Below is a set of entries. Reproduce exactly the lines from the one containing "TARGET: row of lights on roof" through the end, both included.

--*--

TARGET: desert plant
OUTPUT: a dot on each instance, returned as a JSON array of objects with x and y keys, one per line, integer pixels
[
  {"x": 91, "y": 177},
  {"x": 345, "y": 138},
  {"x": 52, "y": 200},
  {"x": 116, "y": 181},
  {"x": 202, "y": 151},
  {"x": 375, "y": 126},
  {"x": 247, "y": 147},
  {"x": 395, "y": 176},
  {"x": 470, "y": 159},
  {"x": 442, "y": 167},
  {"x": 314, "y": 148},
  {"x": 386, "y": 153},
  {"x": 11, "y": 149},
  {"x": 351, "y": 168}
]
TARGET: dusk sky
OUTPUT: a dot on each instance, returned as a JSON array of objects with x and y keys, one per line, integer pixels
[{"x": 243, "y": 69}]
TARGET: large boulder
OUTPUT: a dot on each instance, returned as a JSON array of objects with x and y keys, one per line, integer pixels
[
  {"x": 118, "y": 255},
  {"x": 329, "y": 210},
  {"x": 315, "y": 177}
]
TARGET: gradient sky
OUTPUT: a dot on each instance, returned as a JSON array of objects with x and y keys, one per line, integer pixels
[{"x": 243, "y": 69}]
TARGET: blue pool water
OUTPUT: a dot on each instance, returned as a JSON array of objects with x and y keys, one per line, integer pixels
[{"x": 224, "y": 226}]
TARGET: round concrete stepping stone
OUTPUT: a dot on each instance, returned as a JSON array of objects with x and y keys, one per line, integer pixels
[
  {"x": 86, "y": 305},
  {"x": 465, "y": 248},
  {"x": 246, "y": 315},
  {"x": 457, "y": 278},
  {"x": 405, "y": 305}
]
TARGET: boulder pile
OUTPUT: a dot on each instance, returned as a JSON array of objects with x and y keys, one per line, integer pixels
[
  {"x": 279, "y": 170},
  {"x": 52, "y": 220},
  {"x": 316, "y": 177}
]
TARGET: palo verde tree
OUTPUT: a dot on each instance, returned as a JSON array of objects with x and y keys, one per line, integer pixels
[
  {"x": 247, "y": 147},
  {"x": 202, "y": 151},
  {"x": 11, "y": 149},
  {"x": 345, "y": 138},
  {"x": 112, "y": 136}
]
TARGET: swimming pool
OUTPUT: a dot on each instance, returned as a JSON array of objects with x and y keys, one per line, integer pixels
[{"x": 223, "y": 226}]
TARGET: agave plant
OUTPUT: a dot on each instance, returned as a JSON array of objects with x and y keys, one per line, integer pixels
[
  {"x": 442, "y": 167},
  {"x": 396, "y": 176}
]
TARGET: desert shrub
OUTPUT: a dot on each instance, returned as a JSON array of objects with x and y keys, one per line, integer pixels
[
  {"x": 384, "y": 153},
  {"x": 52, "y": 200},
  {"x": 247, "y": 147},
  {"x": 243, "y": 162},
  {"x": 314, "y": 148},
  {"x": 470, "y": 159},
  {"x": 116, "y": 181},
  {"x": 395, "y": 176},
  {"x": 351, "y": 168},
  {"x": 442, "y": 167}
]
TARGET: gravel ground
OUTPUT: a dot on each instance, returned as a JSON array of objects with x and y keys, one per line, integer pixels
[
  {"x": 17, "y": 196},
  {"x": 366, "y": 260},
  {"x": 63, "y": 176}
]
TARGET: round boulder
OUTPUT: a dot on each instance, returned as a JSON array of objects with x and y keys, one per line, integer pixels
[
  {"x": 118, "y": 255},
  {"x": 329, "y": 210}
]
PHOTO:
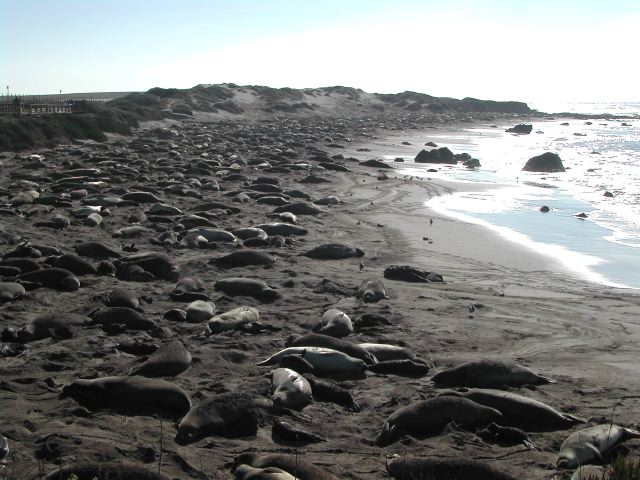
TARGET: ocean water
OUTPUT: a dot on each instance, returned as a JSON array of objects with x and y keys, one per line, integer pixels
[{"x": 599, "y": 156}]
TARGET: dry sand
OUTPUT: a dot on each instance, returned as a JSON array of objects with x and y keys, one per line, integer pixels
[{"x": 583, "y": 335}]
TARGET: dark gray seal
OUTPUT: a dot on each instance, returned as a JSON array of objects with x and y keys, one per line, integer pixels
[
  {"x": 371, "y": 290},
  {"x": 489, "y": 374},
  {"x": 243, "y": 258},
  {"x": 429, "y": 416},
  {"x": 334, "y": 251},
  {"x": 248, "y": 287},
  {"x": 169, "y": 360},
  {"x": 130, "y": 395},
  {"x": 411, "y": 468},
  {"x": 320, "y": 340}
]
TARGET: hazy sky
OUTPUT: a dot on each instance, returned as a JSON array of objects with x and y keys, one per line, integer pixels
[{"x": 529, "y": 50}]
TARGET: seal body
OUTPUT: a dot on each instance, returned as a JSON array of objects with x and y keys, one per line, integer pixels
[
  {"x": 489, "y": 374},
  {"x": 289, "y": 388},
  {"x": 431, "y": 415},
  {"x": 589, "y": 444}
]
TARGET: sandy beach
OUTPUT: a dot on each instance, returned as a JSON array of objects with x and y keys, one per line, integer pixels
[{"x": 583, "y": 335}]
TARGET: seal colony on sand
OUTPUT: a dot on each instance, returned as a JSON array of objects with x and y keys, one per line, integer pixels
[{"x": 239, "y": 242}]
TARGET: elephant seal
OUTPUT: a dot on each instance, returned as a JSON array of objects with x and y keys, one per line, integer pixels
[
  {"x": 286, "y": 431},
  {"x": 519, "y": 410},
  {"x": 335, "y": 323},
  {"x": 52, "y": 325},
  {"x": 55, "y": 278},
  {"x": 130, "y": 395},
  {"x": 333, "y": 251},
  {"x": 283, "y": 229},
  {"x": 132, "y": 319},
  {"x": 289, "y": 389},
  {"x": 411, "y": 468},
  {"x": 428, "y": 416},
  {"x": 400, "y": 367},
  {"x": 385, "y": 352},
  {"x": 227, "y": 414},
  {"x": 247, "y": 472},
  {"x": 75, "y": 264},
  {"x": 327, "y": 391},
  {"x": 243, "y": 258},
  {"x": 320, "y": 340},
  {"x": 232, "y": 320},
  {"x": 200, "y": 311},
  {"x": 325, "y": 361},
  {"x": 371, "y": 290},
  {"x": 188, "y": 289},
  {"x": 169, "y": 360},
  {"x": 159, "y": 265},
  {"x": 97, "y": 250},
  {"x": 10, "y": 291},
  {"x": 489, "y": 374},
  {"x": 301, "y": 469},
  {"x": 238, "y": 286},
  {"x": 104, "y": 470},
  {"x": 589, "y": 444}
]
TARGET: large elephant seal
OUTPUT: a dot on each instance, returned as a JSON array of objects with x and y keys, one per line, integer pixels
[
  {"x": 489, "y": 374},
  {"x": 52, "y": 325},
  {"x": 247, "y": 472},
  {"x": 169, "y": 360},
  {"x": 243, "y": 258},
  {"x": 334, "y": 251},
  {"x": 301, "y": 469},
  {"x": 519, "y": 410},
  {"x": 325, "y": 361},
  {"x": 248, "y": 287},
  {"x": 429, "y": 416},
  {"x": 335, "y": 323},
  {"x": 228, "y": 414},
  {"x": 104, "y": 470},
  {"x": 232, "y": 320},
  {"x": 412, "y": 468},
  {"x": 130, "y": 395},
  {"x": 589, "y": 444},
  {"x": 385, "y": 352},
  {"x": 319, "y": 340},
  {"x": 54, "y": 278},
  {"x": 289, "y": 389},
  {"x": 371, "y": 290}
]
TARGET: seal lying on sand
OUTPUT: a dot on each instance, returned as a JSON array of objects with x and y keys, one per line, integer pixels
[
  {"x": 228, "y": 414},
  {"x": 130, "y": 395},
  {"x": 302, "y": 469},
  {"x": 410, "y": 468},
  {"x": 590, "y": 444},
  {"x": 289, "y": 389},
  {"x": 169, "y": 360},
  {"x": 489, "y": 374},
  {"x": 429, "y": 416},
  {"x": 319, "y": 340},
  {"x": 519, "y": 410}
]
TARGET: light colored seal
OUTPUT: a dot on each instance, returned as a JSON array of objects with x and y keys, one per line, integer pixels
[
  {"x": 232, "y": 320},
  {"x": 518, "y": 409},
  {"x": 589, "y": 444},
  {"x": 432, "y": 415},
  {"x": 489, "y": 374},
  {"x": 335, "y": 323},
  {"x": 289, "y": 389},
  {"x": 325, "y": 361},
  {"x": 246, "y": 472}
]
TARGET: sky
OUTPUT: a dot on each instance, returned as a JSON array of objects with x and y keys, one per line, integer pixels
[{"x": 528, "y": 50}]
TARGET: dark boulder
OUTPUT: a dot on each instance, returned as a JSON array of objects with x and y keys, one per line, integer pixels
[
  {"x": 547, "y": 162},
  {"x": 439, "y": 155},
  {"x": 521, "y": 128}
]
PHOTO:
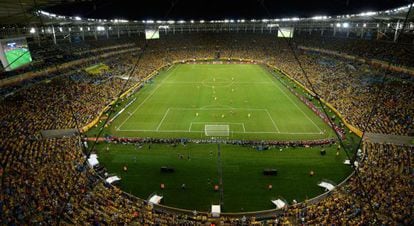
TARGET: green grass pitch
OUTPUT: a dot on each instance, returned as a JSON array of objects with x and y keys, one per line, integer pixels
[
  {"x": 254, "y": 105},
  {"x": 245, "y": 188},
  {"x": 22, "y": 55},
  {"x": 245, "y": 97}
]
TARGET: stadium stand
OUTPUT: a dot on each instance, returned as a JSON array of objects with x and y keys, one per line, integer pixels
[{"x": 43, "y": 180}]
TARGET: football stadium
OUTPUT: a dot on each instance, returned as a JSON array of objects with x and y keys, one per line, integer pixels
[{"x": 206, "y": 112}]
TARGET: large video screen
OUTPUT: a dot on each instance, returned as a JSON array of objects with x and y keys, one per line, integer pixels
[
  {"x": 14, "y": 53},
  {"x": 152, "y": 34},
  {"x": 285, "y": 32}
]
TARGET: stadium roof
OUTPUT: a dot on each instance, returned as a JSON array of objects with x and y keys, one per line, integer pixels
[
  {"x": 219, "y": 9},
  {"x": 22, "y": 11}
]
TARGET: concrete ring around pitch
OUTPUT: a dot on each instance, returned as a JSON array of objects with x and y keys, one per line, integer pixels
[{"x": 217, "y": 82}]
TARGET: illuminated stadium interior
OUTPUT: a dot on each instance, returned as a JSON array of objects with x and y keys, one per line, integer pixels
[{"x": 207, "y": 113}]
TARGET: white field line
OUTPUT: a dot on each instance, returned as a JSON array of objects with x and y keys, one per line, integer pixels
[
  {"x": 229, "y": 83},
  {"x": 163, "y": 118},
  {"x": 145, "y": 100},
  {"x": 219, "y": 109},
  {"x": 274, "y": 124},
  {"x": 320, "y": 130}
]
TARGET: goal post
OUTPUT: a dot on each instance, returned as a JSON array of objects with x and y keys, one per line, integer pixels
[{"x": 217, "y": 130}]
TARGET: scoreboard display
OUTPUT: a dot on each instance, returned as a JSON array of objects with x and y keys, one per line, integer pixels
[
  {"x": 285, "y": 32},
  {"x": 152, "y": 34}
]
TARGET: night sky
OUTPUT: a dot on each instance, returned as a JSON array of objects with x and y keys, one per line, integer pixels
[{"x": 219, "y": 9}]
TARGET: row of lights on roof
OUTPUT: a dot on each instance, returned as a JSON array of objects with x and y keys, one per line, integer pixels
[{"x": 363, "y": 14}]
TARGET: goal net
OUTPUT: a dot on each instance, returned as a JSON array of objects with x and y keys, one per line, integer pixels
[{"x": 217, "y": 130}]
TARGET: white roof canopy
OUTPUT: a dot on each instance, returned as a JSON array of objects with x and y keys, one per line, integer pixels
[
  {"x": 215, "y": 210},
  {"x": 326, "y": 185},
  {"x": 112, "y": 179},
  {"x": 93, "y": 160}
]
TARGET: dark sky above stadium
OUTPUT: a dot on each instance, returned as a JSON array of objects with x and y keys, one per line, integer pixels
[{"x": 218, "y": 9}]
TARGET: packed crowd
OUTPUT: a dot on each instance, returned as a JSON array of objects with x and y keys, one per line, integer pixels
[
  {"x": 44, "y": 180},
  {"x": 381, "y": 194}
]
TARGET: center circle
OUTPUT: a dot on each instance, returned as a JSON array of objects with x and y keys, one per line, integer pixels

--*--

**FINISHED ANSWER**
TARGET: row of lights on roof
OUTPUT: a dot on each instance, returned as a JSON array of objects with x and y keys, one per line, integer pixels
[{"x": 363, "y": 14}]
TARGET: goal net
OUTPUT: a dot on each instance, returned as a JSON array of objects with x and y keys, one per line, integer pixels
[{"x": 217, "y": 130}]
TARGET: white roof canopy
OUTPUT: a dot on each instance, returned as a JSON array of objects with x and y keys, one per line, integer pixels
[
  {"x": 215, "y": 210},
  {"x": 326, "y": 185},
  {"x": 112, "y": 179},
  {"x": 93, "y": 160}
]
TARGET: dark sky above stadium
OUTPUT: a dot on each instance, returned as a JSON array of objects with x and y keys, one per line, integer pixels
[{"x": 218, "y": 9}]
TARGET: packed crowd
OUTPUT: a dot on each instance, returned as a JSON array of objects with x and y keys, one per line, integer pixels
[
  {"x": 44, "y": 180},
  {"x": 381, "y": 194}
]
TARGET: center circle
OUTPUT: a dot on each instance, returned as a JSON array of objects with x and y keys, one per line, integer pixels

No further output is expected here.